_What is expected_.
Write out, word for word, only the data from its first line to the line containing "Query: crystal tiara stone".

** Opening Records provided block **

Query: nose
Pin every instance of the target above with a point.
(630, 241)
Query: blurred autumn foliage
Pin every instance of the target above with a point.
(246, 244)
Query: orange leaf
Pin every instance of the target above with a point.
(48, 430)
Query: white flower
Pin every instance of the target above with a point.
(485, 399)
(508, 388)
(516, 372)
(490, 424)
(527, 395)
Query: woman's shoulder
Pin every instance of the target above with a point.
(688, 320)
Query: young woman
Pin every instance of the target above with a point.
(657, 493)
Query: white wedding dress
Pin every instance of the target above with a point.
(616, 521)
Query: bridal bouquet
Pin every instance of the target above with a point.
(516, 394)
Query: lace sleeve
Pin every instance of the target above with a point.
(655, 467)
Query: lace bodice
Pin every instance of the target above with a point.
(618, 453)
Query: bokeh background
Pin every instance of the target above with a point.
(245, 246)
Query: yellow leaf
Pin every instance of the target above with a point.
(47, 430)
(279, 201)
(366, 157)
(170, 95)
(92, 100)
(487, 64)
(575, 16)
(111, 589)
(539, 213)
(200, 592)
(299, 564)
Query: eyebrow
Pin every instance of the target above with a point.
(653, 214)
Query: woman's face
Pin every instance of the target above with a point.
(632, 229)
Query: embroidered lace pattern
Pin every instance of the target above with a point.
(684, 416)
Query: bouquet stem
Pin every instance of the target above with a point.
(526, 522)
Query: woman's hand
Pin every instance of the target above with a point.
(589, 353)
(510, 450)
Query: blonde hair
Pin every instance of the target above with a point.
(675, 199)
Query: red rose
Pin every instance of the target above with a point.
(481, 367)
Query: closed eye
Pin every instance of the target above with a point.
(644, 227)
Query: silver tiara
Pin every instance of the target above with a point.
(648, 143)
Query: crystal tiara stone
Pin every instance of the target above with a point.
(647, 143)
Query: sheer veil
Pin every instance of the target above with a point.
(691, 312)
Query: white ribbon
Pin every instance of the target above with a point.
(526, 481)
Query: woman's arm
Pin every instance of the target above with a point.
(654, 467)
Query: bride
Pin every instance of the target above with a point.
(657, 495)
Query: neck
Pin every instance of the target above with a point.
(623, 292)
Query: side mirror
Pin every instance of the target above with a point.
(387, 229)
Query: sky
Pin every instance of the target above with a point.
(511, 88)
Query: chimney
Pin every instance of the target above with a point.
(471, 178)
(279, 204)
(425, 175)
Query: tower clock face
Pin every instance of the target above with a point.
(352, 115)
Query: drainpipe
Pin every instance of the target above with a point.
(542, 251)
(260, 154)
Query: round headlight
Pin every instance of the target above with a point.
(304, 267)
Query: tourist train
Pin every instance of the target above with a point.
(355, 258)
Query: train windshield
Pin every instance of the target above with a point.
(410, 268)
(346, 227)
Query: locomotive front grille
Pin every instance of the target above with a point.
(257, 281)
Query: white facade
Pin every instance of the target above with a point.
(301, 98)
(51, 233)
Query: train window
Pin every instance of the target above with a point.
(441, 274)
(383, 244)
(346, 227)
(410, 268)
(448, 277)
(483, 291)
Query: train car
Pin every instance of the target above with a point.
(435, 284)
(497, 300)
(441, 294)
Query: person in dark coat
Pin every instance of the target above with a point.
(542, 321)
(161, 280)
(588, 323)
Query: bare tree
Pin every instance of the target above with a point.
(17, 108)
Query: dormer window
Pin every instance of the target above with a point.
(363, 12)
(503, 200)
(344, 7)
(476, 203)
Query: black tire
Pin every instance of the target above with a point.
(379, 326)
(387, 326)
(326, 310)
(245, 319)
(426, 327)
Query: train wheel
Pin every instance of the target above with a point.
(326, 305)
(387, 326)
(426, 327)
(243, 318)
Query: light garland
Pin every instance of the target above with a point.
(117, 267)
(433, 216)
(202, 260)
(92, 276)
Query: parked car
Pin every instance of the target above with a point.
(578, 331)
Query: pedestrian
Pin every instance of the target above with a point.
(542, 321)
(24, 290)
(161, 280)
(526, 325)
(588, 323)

** Closing Records provided block **

_Result of this exercise_.
Query: nose
Pin every instance of the target above with a point.
(630, 241)
Query: blurred autumn foliage
Pin every instance of the target above with a point.
(246, 244)
Query: orange leaf
Pin every instance of the target above with a point.
(48, 430)
Query: white flower
Pin every instance of the target above with a point.
(485, 399)
(508, 388)
(516, 372)
(490, 424)
(527, 395)
Query: woman's shoulder
Pin every instance of the target above with a point.
(688, 320)
Query: young woman
Pin every instance of the target above with a point.
(657, 493)
Query: white wedding dress
Pin every instance of the target above with a point.
(616, 521)
Query: bridal bouquet
Pin every instance of the target above with a point.
(516, 394)
Query: lace sleeve
Pin every instance of the target above with a point.
(655, 467)
Query: lace bodice
Pin every instance of the target above with a point.
(618, 453)
Query: bokeh background
Pin every instance of the target above with a point.
(245, 246)
Query: yellow leaf
Pin every instance of the target above with a point.
(47, 430)
(279, 201)
(366, 157)
(170, 95)
(92, 100)
(487, 64)
(575, 16)
(111, 589)
(539, 213)
(200, 592)
(299, 564)
Query: eyebrow
Pin every instance of the target above with a point.
(653, 214)
Query: woman's face
Pin every instance of the target above with a point.
(632, 229)
Query: embroidered lace pattern
Pin every instance of the target above with a point.
(684, 416)
Query: bouquet stem
Pin every instance of the target above with a point.
(526, 522)
Query: woman's hand
Pin every instance of the target above with a point.
(589, 353)
(510, 450)
Query: blonde hair
Pin every instance of the target above with a point.
(675, 199)
Query: red rose
Pin every instance of the target above with a point.
(481, 367)
Query: closed eye
Pin every instance of the target above with a point.
(644, 227)
Query: silver tiara
Pin every instance of the target above with a point.
(648, 143)
Query: crystal tiara stone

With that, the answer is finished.